▸ **Given instruction**
Extract every line of the items below that contains the string "fence", and copy each such line without changes.

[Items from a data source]
───

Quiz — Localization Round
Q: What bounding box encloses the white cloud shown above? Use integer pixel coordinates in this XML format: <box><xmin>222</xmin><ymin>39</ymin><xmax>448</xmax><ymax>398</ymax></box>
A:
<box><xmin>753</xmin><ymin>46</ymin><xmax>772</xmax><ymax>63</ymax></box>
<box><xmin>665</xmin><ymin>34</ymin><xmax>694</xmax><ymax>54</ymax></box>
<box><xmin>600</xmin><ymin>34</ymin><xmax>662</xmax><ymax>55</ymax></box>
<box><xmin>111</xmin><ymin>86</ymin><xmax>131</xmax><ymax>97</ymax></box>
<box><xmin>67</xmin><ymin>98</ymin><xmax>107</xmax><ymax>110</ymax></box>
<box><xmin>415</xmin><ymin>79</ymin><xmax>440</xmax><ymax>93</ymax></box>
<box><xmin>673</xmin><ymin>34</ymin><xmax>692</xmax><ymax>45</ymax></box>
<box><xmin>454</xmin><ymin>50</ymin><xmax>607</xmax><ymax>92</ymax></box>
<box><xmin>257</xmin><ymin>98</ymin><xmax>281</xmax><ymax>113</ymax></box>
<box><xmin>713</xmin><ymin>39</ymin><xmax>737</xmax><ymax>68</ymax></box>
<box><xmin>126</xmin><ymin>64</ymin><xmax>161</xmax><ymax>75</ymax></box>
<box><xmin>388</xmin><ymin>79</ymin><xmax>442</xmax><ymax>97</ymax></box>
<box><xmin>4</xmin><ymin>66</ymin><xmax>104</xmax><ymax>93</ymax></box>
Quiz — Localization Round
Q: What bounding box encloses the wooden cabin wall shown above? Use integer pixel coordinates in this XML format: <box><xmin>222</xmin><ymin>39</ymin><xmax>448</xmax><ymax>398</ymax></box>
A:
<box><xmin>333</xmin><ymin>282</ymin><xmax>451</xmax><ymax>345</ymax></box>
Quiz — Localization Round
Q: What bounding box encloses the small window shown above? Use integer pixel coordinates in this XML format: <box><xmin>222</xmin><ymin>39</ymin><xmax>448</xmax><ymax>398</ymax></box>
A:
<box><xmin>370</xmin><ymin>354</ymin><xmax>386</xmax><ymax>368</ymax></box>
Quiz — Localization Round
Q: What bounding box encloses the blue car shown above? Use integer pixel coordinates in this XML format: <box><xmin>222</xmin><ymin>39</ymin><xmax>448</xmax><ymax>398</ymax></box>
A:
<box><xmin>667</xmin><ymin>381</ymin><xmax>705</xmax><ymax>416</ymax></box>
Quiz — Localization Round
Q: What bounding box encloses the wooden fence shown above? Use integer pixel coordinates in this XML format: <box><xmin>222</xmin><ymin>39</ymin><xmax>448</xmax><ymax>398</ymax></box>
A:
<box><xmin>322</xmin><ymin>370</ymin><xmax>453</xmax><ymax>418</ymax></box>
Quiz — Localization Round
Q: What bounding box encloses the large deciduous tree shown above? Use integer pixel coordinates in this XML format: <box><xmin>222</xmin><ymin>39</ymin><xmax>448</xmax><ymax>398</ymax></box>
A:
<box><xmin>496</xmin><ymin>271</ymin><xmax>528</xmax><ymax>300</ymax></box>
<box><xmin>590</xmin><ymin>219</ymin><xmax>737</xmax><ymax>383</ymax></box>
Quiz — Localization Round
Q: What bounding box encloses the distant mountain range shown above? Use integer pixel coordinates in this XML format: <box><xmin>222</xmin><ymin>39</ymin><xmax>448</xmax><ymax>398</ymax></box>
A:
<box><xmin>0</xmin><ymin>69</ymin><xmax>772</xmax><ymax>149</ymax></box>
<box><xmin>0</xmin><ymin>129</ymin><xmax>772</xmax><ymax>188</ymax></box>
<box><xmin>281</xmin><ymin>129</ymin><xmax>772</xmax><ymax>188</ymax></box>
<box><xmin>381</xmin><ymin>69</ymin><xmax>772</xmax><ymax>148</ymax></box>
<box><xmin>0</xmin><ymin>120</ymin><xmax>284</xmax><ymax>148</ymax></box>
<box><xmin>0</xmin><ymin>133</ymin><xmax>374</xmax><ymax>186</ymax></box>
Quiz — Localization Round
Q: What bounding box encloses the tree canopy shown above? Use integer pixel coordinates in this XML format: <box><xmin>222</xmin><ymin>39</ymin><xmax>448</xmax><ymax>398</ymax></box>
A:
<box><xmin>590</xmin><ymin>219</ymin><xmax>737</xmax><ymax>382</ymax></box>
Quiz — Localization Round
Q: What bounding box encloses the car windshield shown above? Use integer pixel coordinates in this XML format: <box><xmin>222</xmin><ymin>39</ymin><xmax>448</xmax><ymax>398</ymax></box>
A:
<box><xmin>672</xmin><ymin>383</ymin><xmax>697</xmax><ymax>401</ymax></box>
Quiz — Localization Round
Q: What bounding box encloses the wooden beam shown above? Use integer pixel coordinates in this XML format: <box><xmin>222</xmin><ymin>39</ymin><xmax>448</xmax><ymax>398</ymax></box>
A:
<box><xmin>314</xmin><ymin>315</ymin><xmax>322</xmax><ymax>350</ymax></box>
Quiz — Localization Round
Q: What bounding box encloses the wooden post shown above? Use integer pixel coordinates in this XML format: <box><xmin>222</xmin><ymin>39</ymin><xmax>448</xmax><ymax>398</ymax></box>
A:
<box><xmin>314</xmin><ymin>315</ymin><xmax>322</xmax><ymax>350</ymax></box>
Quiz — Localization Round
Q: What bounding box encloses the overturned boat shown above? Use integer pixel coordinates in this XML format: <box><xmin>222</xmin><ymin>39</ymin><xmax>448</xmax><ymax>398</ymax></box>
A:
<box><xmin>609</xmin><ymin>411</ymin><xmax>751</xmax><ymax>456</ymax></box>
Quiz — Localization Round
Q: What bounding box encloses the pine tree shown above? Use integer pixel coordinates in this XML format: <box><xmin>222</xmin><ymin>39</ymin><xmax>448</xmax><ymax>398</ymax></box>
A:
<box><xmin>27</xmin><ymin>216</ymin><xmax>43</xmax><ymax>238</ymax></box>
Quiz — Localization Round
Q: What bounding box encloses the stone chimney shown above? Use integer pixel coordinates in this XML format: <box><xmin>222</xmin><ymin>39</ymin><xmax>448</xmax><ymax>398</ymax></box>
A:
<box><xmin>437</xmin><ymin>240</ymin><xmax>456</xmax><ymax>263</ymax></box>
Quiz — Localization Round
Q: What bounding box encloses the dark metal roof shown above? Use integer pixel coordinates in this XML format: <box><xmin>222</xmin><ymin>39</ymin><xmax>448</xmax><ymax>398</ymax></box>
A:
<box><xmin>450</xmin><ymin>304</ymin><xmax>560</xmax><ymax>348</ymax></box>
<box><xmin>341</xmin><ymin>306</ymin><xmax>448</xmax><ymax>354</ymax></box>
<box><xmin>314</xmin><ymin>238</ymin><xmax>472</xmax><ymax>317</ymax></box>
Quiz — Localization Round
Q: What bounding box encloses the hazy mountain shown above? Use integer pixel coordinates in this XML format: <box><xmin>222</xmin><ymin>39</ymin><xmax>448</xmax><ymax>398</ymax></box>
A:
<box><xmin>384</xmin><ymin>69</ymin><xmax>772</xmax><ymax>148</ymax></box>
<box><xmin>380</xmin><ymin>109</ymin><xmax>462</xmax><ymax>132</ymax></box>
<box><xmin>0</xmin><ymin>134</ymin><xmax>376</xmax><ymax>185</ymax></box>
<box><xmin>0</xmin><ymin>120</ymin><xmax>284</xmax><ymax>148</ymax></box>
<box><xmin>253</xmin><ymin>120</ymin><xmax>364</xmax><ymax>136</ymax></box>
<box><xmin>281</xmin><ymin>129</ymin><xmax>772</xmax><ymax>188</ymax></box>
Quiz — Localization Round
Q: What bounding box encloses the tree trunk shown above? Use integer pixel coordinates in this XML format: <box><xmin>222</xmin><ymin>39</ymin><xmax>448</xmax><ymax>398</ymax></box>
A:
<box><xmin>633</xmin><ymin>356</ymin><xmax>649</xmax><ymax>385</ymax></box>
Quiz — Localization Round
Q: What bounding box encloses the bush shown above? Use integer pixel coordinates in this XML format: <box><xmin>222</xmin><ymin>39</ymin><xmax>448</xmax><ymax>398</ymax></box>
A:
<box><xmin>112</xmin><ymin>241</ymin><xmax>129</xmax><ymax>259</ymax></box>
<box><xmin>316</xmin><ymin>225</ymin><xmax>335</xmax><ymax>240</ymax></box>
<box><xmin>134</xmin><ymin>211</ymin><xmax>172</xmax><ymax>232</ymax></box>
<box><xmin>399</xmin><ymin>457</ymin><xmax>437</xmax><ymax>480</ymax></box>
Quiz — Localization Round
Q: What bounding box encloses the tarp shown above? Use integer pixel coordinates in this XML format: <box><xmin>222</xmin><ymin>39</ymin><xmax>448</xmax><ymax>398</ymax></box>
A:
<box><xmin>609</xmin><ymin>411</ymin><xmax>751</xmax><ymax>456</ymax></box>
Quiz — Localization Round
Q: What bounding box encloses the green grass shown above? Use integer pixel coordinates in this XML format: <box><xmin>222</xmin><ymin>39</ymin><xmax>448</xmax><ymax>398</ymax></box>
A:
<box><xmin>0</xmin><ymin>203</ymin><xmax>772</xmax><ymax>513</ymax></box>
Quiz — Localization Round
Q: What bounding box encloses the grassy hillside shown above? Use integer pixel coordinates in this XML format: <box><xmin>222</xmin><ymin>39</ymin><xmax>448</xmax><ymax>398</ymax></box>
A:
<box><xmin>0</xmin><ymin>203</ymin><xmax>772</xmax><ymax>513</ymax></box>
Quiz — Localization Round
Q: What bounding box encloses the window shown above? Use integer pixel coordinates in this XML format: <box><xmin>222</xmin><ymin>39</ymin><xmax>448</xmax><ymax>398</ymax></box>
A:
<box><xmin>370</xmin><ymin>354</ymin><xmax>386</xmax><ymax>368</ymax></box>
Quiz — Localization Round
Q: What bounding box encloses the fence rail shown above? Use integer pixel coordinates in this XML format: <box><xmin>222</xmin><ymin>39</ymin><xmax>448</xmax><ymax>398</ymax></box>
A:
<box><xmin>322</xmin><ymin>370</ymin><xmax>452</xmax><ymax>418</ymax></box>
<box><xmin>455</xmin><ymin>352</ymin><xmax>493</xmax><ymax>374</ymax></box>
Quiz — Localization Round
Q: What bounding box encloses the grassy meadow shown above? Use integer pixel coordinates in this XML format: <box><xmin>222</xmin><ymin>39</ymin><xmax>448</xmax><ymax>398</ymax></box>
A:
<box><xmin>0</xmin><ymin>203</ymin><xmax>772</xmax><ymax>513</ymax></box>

───

▸ **The solution**
Q: What bounding box encloses the wooden fence shown above? Use integer pixel coordinates in this XML format: <box><xmin>222</xmin><ymin>39</ymin><xmax>448</xmax><ymax>398</ymax></box>
Q: What bounding box encloses the fence rail shown above? Use integer pixel coordinates in this XML format: <box><xmin>222</xmin><ymin>39</ymin><xmax>448</xmax><ymax>398</ymax></box>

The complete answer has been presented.